• WHAT IS EXPECTED
From the PyDaymet text below, extract the passage from "For example, in" to "can start coding!", copying it word for word.

### SOURCE ###

You can find some example notebooks here.
Moreover, under the hood, PyDaymet uses AsyncRetriever for making requests asynchronously with persistent caching. This improves the reliability and speed of data retrieval significantly. AsyncRetriever caches all request/response pairs and upon making an already cached request, it will retrieve the responses from the cache if the server’s response is unchanged.
You can control the request/response caching behavior by setting the following environment variables:
HYRIVER_CACHE_NAME: Path to the caching SQLite database. It defaults to ./cache/aiohttp_cache.sqlite
HYRIVER_CACHE_EXPIRE: Expiration time for cached requests in seconds. It defaults to -1 (never expire).
HYRIVER_CACHE_DISABLE: Disable reading/writing from/to the cache. The default is false.
For example, in your code before making any requests you can do:
import os
os.environ["HYRIVER_CACHE_NAME"] = "path/to/file.sqlite"
os.environ["HYRIVER_CACHE_EXPIRE"] = "3600"
os.environ["HYRIVER_CACHE_DISABLE"] = "true"
You can also try using PyDaymet without installing it on your system by clicking on the binder badge. A Jupyter Lab instance with the HyRiver stack pre-installed will be launched in your web browser, and you can start coding!
Please note that since this project is in the early development stages, while the provided functionalities should be stable, changes in APIs are possible in new releases. But we appreciate it if you give this project a try and provide feedback. Contributions are most welcome.
Moreover, requests for additional functionalities can be submitted via issue tracker.

### RAW RECORDS ###

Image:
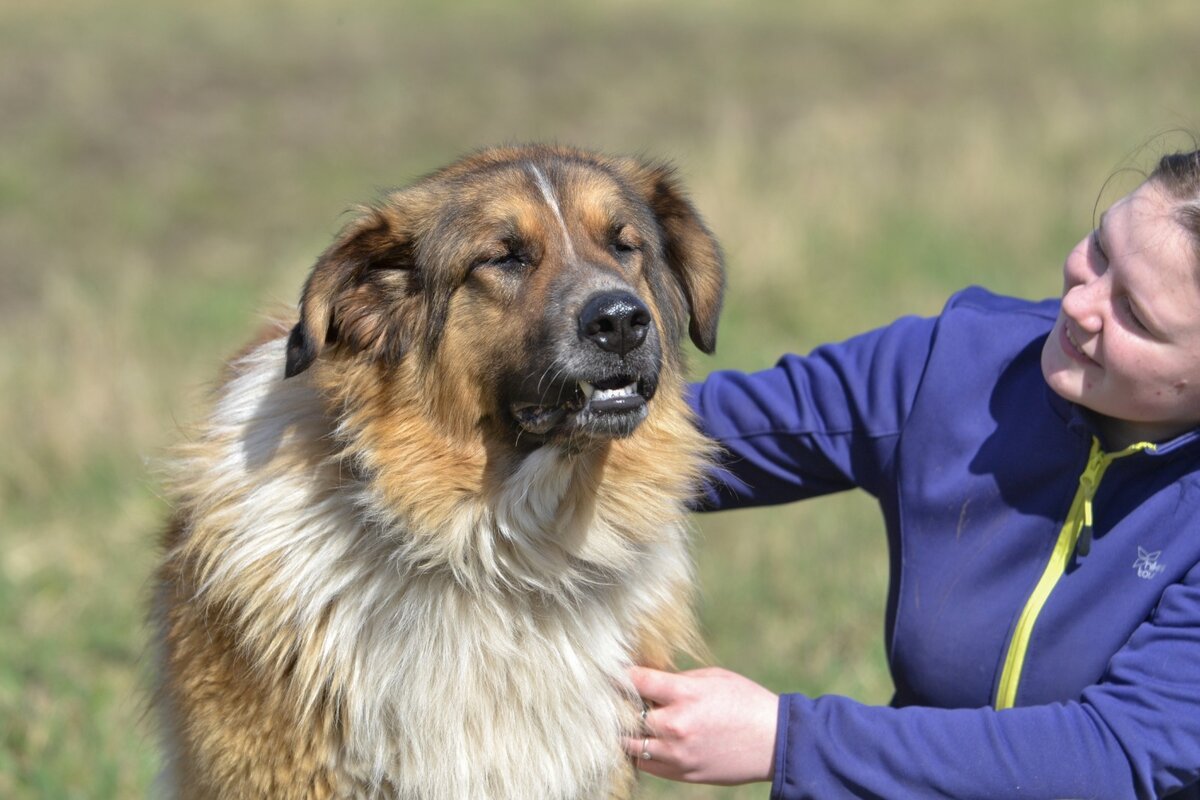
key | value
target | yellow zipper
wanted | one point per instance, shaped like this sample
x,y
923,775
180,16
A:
x,y
1075,536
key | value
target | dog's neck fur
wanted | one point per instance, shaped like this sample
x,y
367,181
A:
x,y
420,614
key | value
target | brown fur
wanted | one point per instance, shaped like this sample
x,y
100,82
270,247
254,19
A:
x,y
348,537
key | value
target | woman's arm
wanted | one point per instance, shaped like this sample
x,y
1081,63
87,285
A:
x,y
813,425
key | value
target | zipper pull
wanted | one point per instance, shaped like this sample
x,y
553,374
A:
x,y
1089,481
1084,543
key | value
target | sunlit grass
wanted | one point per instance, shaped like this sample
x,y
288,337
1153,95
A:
x,y
167,170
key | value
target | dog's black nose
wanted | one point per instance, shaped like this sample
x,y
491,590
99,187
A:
x,y
616,320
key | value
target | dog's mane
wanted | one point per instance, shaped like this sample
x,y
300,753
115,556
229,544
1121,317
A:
x,y
360,579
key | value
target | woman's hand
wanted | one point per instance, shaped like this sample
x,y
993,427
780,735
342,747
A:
x,y
705,726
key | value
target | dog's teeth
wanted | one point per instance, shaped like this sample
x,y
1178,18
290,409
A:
x,y
609,394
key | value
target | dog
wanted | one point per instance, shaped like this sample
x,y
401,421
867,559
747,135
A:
x,y
432,519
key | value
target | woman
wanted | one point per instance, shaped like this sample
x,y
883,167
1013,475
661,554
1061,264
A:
x,y
1037,468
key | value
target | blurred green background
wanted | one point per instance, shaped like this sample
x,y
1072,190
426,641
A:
x,y
169,170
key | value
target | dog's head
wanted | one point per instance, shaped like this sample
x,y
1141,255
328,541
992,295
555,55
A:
x,y
539,289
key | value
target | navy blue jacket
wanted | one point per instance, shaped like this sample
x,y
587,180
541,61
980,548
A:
x,y
976,464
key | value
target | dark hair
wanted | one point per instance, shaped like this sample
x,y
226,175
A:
x,y
1179,174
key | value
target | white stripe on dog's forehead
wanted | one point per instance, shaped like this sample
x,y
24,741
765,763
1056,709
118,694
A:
x,y
547,192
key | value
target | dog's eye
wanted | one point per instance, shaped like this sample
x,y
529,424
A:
x,y
623,242
510,260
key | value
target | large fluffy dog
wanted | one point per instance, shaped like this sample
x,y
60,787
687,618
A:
x,y
426,528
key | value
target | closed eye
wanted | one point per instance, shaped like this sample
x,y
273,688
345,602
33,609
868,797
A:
x,y
508,256
623,241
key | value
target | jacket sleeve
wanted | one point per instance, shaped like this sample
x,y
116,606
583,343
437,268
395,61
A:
x,y
1135,733
813,425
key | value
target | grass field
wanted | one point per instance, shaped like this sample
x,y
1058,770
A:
x,y
167,170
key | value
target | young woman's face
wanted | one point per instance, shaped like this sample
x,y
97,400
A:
x,y
1127,341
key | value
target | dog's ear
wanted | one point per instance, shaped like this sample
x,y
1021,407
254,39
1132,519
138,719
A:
x,y
341,296
689,247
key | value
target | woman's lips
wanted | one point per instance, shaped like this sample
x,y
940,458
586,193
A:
x,y
1072,349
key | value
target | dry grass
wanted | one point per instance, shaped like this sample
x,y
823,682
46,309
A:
x,y
167,169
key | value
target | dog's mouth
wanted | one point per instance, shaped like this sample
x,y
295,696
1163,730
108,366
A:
x,y
604,408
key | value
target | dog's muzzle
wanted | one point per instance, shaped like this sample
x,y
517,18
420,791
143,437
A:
x,y
603,384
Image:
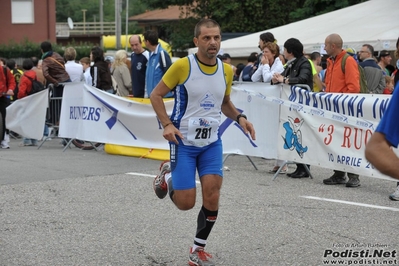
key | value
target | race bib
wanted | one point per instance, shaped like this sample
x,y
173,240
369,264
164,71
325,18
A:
x,y
202,131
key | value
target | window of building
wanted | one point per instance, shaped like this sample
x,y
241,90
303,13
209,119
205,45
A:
x,y
22,11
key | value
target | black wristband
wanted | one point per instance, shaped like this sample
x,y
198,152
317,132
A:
x,y
239,116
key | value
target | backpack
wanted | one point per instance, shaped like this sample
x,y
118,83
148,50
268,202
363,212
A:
x,y
362,76
36,86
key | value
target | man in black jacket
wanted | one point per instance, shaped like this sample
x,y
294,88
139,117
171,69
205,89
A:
x,y
296,71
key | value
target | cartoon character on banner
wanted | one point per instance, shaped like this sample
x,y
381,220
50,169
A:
x,y
293,136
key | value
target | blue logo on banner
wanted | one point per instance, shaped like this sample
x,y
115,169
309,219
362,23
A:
x,y
293,136
114,117
226,123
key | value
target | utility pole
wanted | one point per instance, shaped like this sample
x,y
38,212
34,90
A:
x,y
118,23
84,20
127,24
101,17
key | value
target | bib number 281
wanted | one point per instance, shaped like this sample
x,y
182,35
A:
x,y
203,133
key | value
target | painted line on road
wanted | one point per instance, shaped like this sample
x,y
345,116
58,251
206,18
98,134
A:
x,y
153,176
141,174
353,203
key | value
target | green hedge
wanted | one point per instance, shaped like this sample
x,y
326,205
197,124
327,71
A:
x,y
27,49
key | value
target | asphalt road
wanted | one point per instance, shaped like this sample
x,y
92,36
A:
x,y
90,208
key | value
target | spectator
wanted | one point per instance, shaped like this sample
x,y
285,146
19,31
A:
x,y
85,62
121,73
297,71
39,71
12,65
74,69
374,76
139,59
110,60
239,68
53,67
7,86
352,52
99,72
265,38
384,59
226,58
379,147
25,86
158,63
269,64
337,81
389,85
315,61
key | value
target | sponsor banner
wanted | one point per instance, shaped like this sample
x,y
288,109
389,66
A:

###

• EXPECTED OUTPUT
For example, in your code before making any requests you can do:
import os
os.environ["HYRIVER_CACHE_NAME"] = "path/to/file.sqlite"
os.environ["HYRIVER_CACHE_EXPIRE"] = "3600"
os.environ["HYRIVER_CACHE_DISABLE"] = "true"
You can also try using PyDaymet without installing it on your system by clicking on the binder badge. A Jupyter Lab instance with the HyRiver stack pre-installed will be launched in your web browser, and you can start coding!